- STATED PROBLEM -
Answer these questions from the passage on John 3:16 and everlasting life:
(a) Which player had "John 3:16" printed in his eye-black, and for which university did he play quarterback?
(b) What does the passage say is the most googled biblical reference?
(c) In the atheist's position, what will "I" become once electrical activity in the brain permanently ceases?

- DOCUMENT SEGMENT -
START
The lectionary for this week includes John 3:16: “For God so loved the world that he gave his only begotten son, that whosoever believeth in him should not perish, but have everlasting life.” This is the reference you see held up on little yellow signs at football games. “John 3:16” is what University of Florida quarterback Tim Tebow, perhaps the best college player ever, had printed in the eye-black on his cheeks this season. John 3:16 is the most googled biblical reference. I want to talk a little about everlasting life.
The atheist’s position is simple. There isn’t an afterlife. When electrical activity in the brain permanently ceases, I (what I mean when I say “I”) will become as dead as a computer without electricity. Shortly the circuits themselves decay, and no new electrical power could make them function again. Memory, personality, intellect, imagination, sensation, integration – all gone. There is no soul to survive death, says the atheist.
END
- RECORDED INFORMATION -
START
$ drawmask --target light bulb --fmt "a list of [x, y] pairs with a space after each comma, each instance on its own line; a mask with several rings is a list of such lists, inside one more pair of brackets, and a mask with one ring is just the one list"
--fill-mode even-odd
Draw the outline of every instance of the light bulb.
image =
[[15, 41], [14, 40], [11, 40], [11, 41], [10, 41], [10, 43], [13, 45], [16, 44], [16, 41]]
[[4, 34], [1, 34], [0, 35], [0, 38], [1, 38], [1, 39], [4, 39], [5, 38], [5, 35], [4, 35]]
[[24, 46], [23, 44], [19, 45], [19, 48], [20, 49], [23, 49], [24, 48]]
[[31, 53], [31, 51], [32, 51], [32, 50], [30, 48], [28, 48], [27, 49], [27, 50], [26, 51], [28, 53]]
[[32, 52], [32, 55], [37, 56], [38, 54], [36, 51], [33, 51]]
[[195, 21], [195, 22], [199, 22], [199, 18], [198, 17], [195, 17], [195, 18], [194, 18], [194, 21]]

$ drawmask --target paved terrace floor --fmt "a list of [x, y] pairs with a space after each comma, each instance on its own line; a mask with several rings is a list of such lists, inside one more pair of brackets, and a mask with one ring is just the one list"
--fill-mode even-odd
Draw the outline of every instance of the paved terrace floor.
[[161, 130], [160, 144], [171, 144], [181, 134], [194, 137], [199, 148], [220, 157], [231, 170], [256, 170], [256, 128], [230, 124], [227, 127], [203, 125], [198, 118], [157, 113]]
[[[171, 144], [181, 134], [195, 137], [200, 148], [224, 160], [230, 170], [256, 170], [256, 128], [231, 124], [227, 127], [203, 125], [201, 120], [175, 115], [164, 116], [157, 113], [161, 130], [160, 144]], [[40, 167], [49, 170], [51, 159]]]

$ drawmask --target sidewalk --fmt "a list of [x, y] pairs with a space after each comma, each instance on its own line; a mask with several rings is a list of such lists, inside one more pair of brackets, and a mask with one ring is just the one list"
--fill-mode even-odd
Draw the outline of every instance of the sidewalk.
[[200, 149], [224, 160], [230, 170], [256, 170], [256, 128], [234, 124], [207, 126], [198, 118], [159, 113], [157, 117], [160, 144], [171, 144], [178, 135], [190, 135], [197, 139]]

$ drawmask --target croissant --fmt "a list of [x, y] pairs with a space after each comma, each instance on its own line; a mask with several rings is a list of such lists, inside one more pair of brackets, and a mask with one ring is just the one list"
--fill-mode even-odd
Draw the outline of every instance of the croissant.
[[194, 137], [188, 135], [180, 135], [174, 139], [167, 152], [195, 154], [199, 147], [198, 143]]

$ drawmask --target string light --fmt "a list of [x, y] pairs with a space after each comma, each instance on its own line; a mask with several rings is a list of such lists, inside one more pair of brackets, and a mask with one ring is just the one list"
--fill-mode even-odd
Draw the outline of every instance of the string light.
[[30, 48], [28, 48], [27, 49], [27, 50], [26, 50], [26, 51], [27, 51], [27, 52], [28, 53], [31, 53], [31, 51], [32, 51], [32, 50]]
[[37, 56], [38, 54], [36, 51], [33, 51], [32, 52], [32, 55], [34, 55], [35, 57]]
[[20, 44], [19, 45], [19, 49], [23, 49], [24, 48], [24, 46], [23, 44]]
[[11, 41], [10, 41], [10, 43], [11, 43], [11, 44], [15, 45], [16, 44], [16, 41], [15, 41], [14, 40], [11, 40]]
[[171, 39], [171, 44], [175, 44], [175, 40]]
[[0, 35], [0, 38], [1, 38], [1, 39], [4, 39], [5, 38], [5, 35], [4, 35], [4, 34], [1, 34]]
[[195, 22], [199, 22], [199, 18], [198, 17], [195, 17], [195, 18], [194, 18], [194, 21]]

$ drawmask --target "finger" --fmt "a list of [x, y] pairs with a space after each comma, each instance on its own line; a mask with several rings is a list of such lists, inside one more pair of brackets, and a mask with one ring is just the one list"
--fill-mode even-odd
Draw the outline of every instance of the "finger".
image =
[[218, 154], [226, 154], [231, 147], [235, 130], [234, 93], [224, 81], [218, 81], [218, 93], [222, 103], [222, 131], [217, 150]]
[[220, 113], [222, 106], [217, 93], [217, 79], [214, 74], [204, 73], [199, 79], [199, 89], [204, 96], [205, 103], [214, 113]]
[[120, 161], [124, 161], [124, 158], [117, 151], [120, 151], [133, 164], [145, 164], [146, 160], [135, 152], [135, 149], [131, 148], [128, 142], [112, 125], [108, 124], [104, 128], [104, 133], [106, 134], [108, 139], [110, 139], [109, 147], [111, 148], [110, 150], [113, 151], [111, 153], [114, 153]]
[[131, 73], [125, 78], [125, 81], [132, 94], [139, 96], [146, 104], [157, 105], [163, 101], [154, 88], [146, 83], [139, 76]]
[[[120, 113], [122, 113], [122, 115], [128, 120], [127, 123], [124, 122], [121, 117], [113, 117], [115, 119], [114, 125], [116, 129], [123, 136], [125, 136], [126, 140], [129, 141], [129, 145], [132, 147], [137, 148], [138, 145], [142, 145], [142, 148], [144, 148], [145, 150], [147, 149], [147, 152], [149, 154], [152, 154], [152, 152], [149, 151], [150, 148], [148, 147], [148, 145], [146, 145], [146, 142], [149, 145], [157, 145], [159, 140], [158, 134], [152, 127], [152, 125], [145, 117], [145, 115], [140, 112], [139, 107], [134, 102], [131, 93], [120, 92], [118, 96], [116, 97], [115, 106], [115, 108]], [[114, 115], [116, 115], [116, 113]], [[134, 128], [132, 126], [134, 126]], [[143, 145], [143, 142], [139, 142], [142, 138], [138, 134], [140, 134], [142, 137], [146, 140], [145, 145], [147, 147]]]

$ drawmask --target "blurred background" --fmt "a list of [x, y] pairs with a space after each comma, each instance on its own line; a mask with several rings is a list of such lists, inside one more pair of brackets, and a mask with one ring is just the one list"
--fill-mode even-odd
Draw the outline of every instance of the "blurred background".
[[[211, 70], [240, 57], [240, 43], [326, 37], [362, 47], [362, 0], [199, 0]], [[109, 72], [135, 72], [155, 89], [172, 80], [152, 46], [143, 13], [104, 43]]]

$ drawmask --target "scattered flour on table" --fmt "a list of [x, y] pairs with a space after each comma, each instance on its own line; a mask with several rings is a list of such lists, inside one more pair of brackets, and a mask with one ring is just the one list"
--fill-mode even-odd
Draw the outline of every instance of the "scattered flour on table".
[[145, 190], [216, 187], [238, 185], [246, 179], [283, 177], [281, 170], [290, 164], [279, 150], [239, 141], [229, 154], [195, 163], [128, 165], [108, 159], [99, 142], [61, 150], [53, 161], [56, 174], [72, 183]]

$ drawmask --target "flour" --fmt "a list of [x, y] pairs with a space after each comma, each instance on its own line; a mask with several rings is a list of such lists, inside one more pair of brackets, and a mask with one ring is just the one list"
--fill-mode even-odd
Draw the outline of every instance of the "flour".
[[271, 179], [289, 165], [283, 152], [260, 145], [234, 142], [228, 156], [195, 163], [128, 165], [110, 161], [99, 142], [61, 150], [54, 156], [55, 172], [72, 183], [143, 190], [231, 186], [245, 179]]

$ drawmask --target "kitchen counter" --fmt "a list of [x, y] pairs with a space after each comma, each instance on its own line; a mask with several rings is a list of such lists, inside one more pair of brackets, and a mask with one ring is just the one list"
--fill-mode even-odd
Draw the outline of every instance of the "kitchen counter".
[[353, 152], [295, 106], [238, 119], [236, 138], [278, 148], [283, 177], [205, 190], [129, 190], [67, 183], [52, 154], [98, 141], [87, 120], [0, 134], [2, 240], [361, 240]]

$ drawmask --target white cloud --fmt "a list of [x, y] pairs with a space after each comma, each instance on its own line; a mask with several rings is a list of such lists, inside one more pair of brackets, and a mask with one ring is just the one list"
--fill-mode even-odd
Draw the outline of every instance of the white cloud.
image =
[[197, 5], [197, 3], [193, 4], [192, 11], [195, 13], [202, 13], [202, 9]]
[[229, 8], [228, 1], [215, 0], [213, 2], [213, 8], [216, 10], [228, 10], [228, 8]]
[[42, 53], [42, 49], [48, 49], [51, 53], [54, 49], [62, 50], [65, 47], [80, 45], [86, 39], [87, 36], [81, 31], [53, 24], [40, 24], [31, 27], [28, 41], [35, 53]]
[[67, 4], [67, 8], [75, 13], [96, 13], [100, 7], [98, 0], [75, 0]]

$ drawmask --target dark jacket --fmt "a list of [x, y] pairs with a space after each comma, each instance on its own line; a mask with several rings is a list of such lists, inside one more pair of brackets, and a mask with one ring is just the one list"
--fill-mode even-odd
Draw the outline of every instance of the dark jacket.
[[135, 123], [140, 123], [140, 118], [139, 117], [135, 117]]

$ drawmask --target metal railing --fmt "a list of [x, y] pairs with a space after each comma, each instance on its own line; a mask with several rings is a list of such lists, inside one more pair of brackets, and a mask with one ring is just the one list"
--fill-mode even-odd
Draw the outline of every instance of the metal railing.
END
- FINAL RESULT -
(a) Tim Tebow, quarterback for the University of Florida.
(b) John 3:16.
(c) As dead as a computer without electricity.